[Point-per-instance localization data]
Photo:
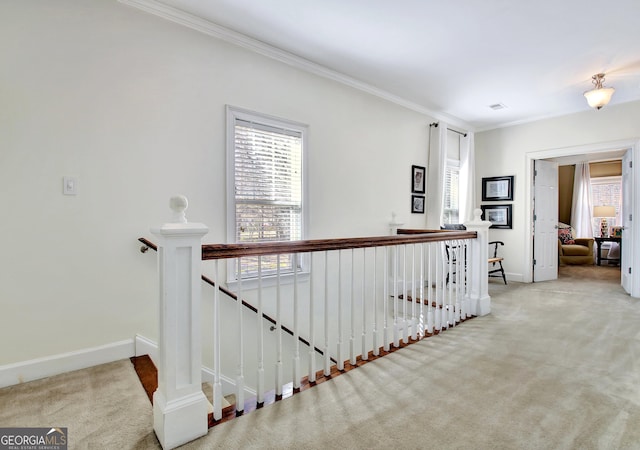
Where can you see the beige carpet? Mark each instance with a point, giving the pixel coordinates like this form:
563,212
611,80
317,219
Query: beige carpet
555,366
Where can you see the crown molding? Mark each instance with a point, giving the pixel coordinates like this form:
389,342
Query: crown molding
233,37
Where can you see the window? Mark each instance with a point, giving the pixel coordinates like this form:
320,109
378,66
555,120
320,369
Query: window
607,191
265,189
450,212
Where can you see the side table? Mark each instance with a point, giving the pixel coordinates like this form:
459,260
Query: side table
600,240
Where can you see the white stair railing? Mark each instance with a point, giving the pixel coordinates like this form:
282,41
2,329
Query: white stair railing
358,297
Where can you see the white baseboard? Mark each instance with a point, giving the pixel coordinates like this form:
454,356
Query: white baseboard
48,366
145,346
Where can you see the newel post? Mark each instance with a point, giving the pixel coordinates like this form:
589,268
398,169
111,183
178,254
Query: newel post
180,407
478,266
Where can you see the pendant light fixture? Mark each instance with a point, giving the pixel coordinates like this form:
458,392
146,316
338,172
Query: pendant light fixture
599,95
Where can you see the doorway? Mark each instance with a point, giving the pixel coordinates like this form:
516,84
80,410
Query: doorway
611,150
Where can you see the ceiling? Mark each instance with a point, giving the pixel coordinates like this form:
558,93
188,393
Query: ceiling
454,58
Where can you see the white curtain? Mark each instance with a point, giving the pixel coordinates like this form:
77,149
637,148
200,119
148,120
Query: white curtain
581,207
435,180
467,178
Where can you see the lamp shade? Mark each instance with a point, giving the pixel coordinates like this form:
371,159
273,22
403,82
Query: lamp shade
604,211
597,98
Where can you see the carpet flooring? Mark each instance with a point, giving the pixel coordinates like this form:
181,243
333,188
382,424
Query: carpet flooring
556,365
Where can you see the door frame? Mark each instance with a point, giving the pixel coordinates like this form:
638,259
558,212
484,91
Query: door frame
602,147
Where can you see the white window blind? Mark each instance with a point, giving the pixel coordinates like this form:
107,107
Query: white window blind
607,191
268,183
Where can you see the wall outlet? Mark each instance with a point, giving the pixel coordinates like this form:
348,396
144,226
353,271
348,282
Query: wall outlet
70,186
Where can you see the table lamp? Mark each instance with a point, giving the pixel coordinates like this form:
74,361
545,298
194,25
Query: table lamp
604,212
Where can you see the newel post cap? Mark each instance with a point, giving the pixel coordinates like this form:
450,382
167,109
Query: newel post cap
178,205
178,224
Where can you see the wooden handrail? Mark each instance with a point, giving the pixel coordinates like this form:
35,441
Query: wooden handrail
223,251
227,292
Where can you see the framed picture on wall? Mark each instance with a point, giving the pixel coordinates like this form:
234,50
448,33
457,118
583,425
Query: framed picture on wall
497,188
417,204
417,179
498,215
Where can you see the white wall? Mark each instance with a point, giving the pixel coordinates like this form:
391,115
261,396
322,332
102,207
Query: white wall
503,152
134,107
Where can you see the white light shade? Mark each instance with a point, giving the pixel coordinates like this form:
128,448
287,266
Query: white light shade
597,98
604,211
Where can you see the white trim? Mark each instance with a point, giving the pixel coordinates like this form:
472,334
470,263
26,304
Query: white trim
600,147
233,37
48,366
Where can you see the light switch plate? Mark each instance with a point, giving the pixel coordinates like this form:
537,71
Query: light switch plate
69,186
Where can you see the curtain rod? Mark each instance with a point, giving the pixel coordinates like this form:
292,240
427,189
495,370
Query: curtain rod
435,124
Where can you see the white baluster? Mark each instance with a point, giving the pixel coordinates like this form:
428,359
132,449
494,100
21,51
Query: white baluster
438,288
296,320
352,334
385,300
415,295
217,348
376,343
405,297
327,357
430,295
312,326
240,343
459,281
453,256
260,333
396,326
365,351
339,345
279,381
421,317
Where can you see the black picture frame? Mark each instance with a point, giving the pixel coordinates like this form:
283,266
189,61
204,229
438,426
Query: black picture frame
500,216
417,204
497,188
418,179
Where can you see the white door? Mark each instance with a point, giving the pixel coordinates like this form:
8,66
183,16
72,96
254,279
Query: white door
545,221
627,212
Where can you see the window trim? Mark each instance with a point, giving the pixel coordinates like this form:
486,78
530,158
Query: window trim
233,113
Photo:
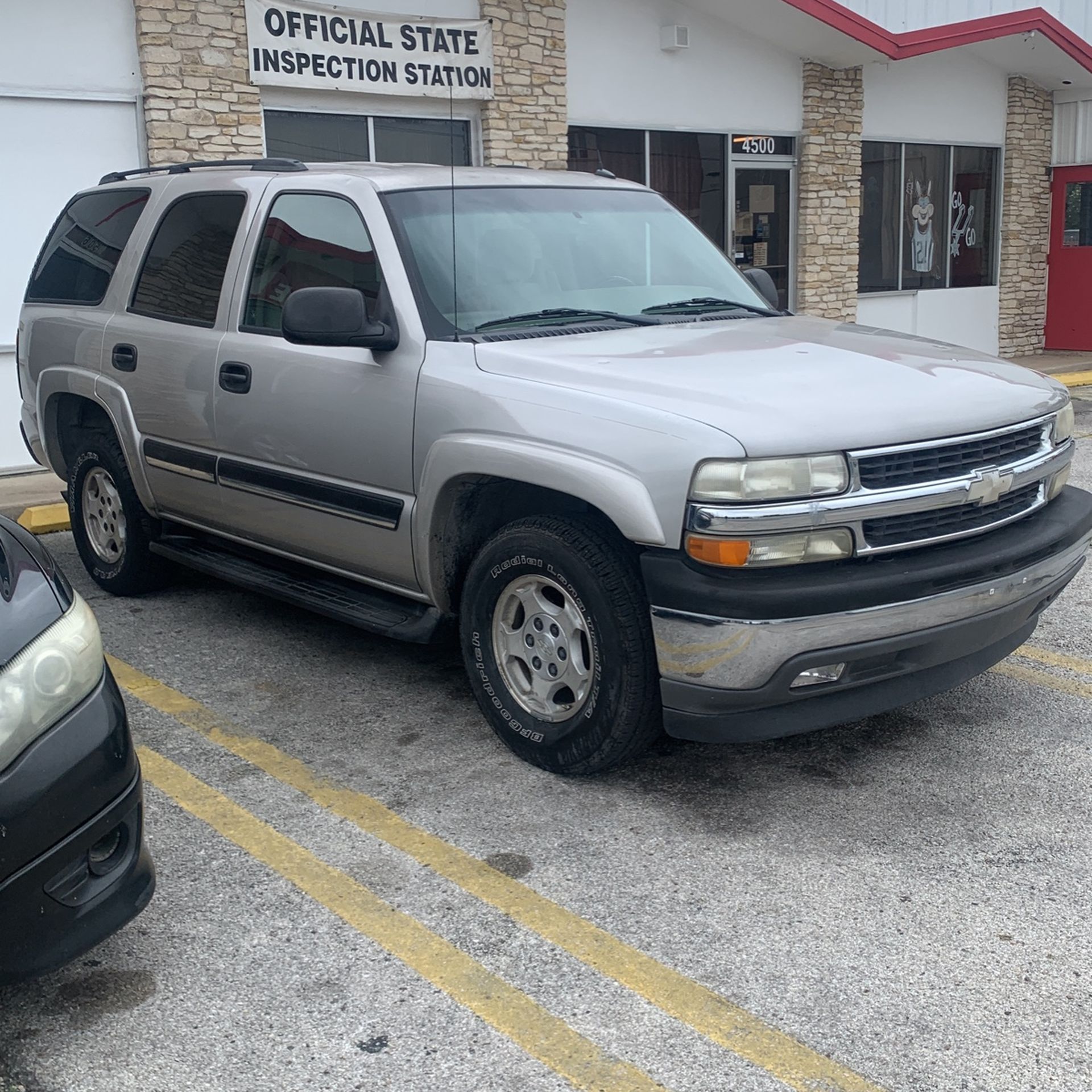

Requirement
Without the pictures, repeat every record above exactly as written.

Solution below
Photo:
Where can you see the beige carpet? Mark each instance with a point, giving the pixel coordinates like this form:
563,212
611,80
317,219
Query: beige carpet
555,366
Where can you see the crown molding? Mark each instance with a point, giving the pixel coordinates like this form:
389,342
Query: crown molding
233,37
Where can you see the window? Mark each instance with a point, giving the pixel coordinates like this form:
320,109
378,66
555,120
320,369
Query: window
607,191
265,189
450,212
Where can you see the side table? Mark each instance with a point, giving the pixel coordinates like this form:
459,260
Query: side table
600,240
Where can you see the white stair railing? Mark each instance with a point, giving the pixel coordinates like this form:
282,41
2,329
Query: white stair railing
358,297
Where can you see the white baseboard? Mark each instance with a point, giving the pixel coordinates like this form:
454,356
Query: white baseboard
48,366
145,346
Where can you see the newel post? Mark each instance with a point, giving the pixel coordinates like this form:
589,268
398,169
111,183
178,254
Query: newel post
180,407
478,266
Where can you see the pendant light fixture? Mark each instance with a point, giving the pixel coordinates like this form:
458,392
146,316
338,172
Query: pendant light fixture
599,95
Where can you see the doorway? Mark each instance with a point, giving the pixel coordinates like this form:
516,84
80,410
Query: doorway
611,150
Where can you see the ceiling? Mark each instance with a point, giving the pixel coordinates like this form:
558,93
188,393
Query: ceiling
454,58
Where can you see the white curtain? Mark each instance with a point, giving the pixel coordinates like this form:
77,149
637,148
200,119
148,120
Query: white curtain
581,207
435,180
467,178
Where can you see the lamp shade? Mark each instance with a point, giving the pixel coordinates like this form:
371,159
273,22
403,82
Query: lamp shade
604,211
597,98
Where can you see the carpet flooring? Mark each instance with a point, giving the pixel coordinates like this form:
181,243
333,188
382,424
Query: carpet flooring
556,365
Where can you see the door frame? Mark each instance with a point, giving the pixel coordinates like this form:
638,259
558,212
484,91
Query: door frame
602,147
Where can you see the white window blind? Mark each instance with a point, giving the pixel coordinates like this form:
107,107
Query: white window blind
607,191
268,183
Where can you see the wall outlet? Mark each instance with a point, giving the pixel coordinates like this form:
348,396
144,226
353,271
348,282
Query: wall outlet
70,186
Where can you see the table lamp? Mark each instance with a point, giving the pixel coordinates like this form:
74,361
545,298
194,25
Query: table lamp
604,212
Where can you see the newel post cap? Mark each instance with a point, giving the pixel coordinates like this form:
450,382
167,109
Query: newel post cap
178,205
178,224
Where can you see the wooden handrail? Mark each instance with a point, giving the pixel coordinates like this form:
35,441
Query: wooden handrail
223,251
227,292
Where can you see the framed picture on wall? Mark each instance with a point, giving the pixel coordinates like this form:
234,50
448,33
457,118
583,425
Query: framed picture on wall
497,188
417,204
417,179
498,215
Where can you see the white wall? Mark each instance with a point, giving the pixel coordinates like this form:
391,115
261,396
322,332
102,207
Query: white wall
503,152
134,107
Where can you see the white light shade? Mark each instance with a point, giving the pixel coordinates like this form:
128,448
287,266
Query: white light shade
597,98
604,211
Where can you see the white trim? Mark each instance with a point, giving the pixel coordinates like this form:
472,334
470,263
26,304
Query: white trim
600,147
233,37
48,366
Where can you see the light switch plate? Mark each instance with a point, giving the pixel coordinates like this form:
537,71
Query: light switch plate
69,186
Where can you see the curtain rod? Mark each instance with a point, giving the pixel coordinates like this form:
292,240
427,189
495,370
Query: curtain rod
435,124
Where can you see the white baluster? Mark each instance with a point, giving the pixel coordinates like this form:
428,359
132,449
494,100
21,51
Query: white baluster
438,288
296,320
352,334
385,300
415,295
217,348
376,343
405,297
327,357
430,295
312,326
240,343
459,281
453,256
260,333
396,326
365,351
339,345
279,381
421,317
Where can you see the black picture frame? Mark each instance with a point, giving the pixel coordinates like this form:
283,266
189,61
204,229
438,426
Query: black picture frame
500,216
417,204
497,188
418,179
Where can you see the white door? Mark each instance with a point, giving the pixel coordinates like this form:
8,66
183,16
72,96
254,279
Query: white door
545,221
627,212
Where can you see the window trim? Mark each instance with a point, giving the pixel coordinates like this form:
486,78
530,158
Query: window trim
233,113
Photo:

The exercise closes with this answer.